# Halloween Party Pranks!



## snowfairysjoy (Oct 16, 2011)

Hi, I am having a Halloween Party and i really love playing pranks. Im not good at thinkin them up though and want too know some of your ideas.
I have a large yard, where the party is, and a one story house. There will be a fire and there are many trees and bushes al over my yard.
I can get two maybe three other ppl too help me. I was thinkin of something like ppl goin missing, or such. I dont rly wanna do anything like pre made, set-up things but that may
just be coz i cant think of any good ones. Any Ideas?


----------



## DannyDanger (Sep 17, 2009)

┄┄┄┄┄┄┄┄┄┄┄┄┄┄┄┄┄┄┄┄

• _THINGS TO DO_:
A. In the Halloween party thread, how many other people can the poster get to help?
B. List every feature of the party location that the poster describes in the Halloween party thread.
C. Pick up the Halloween party thread from the point where it stops, writing the post that belongs under its last header.
The records after the Halloween party thread play no part in this.

• _DATASET CONTENT_:
┄┄┄┄┄┄┄┄┄┄┄┄┄┄┄┄┄┄┄┄

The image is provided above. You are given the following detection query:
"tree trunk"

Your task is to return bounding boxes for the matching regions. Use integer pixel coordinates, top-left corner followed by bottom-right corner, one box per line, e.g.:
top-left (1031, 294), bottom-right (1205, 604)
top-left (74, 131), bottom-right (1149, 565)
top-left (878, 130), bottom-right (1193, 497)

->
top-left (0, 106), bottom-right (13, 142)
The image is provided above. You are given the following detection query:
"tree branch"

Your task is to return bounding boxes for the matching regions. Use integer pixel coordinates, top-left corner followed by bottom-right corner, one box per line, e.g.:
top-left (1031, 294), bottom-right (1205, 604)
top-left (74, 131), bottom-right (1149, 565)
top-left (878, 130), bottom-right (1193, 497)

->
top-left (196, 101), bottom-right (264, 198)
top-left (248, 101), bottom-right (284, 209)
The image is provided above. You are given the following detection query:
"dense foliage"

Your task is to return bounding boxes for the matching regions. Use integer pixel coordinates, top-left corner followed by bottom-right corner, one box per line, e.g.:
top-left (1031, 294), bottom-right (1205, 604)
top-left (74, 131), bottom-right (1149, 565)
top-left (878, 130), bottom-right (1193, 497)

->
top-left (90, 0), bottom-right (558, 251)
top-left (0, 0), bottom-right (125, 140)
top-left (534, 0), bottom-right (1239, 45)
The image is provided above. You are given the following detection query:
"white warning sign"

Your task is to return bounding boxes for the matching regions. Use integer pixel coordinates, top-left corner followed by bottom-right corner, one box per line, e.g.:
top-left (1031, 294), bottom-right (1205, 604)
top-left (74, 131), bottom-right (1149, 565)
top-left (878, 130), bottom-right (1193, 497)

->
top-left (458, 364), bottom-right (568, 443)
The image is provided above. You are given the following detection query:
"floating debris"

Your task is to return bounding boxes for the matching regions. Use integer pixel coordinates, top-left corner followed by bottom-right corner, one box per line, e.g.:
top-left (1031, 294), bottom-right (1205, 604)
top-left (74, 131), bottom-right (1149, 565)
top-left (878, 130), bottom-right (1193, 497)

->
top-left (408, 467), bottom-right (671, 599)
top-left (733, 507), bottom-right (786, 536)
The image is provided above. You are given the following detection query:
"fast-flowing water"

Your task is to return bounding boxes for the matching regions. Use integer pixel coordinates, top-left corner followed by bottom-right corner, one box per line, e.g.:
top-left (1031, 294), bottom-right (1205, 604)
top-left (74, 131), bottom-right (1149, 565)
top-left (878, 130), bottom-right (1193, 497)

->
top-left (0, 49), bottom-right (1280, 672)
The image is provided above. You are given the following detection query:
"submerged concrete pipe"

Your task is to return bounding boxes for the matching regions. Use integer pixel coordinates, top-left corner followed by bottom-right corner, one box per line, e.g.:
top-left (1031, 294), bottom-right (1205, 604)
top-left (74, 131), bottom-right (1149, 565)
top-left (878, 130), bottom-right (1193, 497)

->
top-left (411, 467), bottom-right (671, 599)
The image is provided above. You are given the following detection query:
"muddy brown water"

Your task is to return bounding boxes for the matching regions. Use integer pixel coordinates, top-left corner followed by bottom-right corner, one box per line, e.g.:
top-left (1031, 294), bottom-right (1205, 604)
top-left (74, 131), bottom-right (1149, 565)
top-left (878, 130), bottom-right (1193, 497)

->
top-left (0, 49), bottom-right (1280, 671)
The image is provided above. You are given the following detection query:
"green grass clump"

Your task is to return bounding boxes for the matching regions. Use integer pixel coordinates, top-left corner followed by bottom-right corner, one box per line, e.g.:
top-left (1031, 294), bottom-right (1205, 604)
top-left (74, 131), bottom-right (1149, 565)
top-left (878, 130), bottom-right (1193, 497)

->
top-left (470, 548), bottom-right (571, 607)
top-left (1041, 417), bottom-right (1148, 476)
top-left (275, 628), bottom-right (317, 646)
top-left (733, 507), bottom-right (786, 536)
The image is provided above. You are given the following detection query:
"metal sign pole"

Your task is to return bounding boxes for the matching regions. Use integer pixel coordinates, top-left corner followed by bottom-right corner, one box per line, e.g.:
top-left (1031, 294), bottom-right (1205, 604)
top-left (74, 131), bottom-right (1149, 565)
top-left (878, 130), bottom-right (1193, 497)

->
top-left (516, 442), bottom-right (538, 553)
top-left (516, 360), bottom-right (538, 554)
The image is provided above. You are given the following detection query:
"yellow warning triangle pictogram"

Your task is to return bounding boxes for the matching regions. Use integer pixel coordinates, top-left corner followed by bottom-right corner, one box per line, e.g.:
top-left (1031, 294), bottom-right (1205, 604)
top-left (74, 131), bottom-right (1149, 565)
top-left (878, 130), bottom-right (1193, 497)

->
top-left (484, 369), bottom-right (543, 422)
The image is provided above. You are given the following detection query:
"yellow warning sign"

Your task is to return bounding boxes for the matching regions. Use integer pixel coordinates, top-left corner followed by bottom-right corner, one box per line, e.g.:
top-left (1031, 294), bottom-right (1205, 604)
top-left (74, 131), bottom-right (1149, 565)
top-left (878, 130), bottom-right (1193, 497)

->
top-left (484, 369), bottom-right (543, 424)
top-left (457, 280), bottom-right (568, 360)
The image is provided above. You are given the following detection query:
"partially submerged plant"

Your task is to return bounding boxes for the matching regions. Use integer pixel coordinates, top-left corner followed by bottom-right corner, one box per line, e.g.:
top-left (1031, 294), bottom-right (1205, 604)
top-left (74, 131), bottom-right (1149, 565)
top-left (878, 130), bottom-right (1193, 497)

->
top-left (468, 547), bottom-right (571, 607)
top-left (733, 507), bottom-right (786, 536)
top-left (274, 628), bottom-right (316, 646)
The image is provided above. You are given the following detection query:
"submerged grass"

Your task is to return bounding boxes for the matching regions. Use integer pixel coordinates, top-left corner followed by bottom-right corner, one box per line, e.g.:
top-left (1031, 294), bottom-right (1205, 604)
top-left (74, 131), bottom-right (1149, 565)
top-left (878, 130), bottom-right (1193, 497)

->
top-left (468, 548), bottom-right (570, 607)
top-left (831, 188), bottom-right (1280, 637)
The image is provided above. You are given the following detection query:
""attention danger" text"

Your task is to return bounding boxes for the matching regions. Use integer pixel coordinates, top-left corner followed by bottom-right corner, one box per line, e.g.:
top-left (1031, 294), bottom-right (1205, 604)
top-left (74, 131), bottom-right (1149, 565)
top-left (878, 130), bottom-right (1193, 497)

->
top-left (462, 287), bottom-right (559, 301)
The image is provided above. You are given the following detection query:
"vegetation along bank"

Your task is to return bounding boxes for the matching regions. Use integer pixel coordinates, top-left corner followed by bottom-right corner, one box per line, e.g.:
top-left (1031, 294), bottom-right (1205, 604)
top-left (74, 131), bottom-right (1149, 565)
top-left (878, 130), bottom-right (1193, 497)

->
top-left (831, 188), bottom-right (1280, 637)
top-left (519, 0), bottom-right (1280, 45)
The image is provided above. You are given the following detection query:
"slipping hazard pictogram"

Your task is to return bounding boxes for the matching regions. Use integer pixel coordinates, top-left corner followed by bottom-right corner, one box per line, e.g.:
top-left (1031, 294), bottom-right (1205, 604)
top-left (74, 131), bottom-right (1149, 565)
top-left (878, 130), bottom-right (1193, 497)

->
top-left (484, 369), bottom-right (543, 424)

┄┄┄┄┄┄┄┄┄┄┄┄┄┄┄┄┄┄┄┄

• _IN RESPONSE_:
A. Two, maybe three other people.

B. A large yard, a one-story house, a fire, many trees, and bushes all over the yard.

C.
A great one for people going missing can be seen in an episode of "The Hughley's." Scratching your head? It was a show on for like one season. but it's Halloween episode, in a time of tons of Blair Witch parodies, was one of the better ones. Here's a link to the episode online http://www.videobb.com/watch_video.php?v=nc6jaZ0Jeh7E

Basically set up a lame prank that you know people will figure out. That way they are caught off guard cuz they think they all ready caught your prank. Then find a reason to go off on your own, (ie: in the show they took the kids trick or treating and got lost.) Make a video on your phone or any such device as if your just fooling around filming funny stuff, then make it seem as though you are attacked or taken, and have the video still recording. Then have someone else in on the prank go looking for you and find the phone. Have everyone watch the video and then they will be scared when they get to the part of the video where you are taken. Then reveal it was all a prank. 

Kind of elaborate, but it worked really well in the episode and even though I only saw it once, (I plan to rewatch it soon) it left a lasting impression, so its a pretty good prank I think.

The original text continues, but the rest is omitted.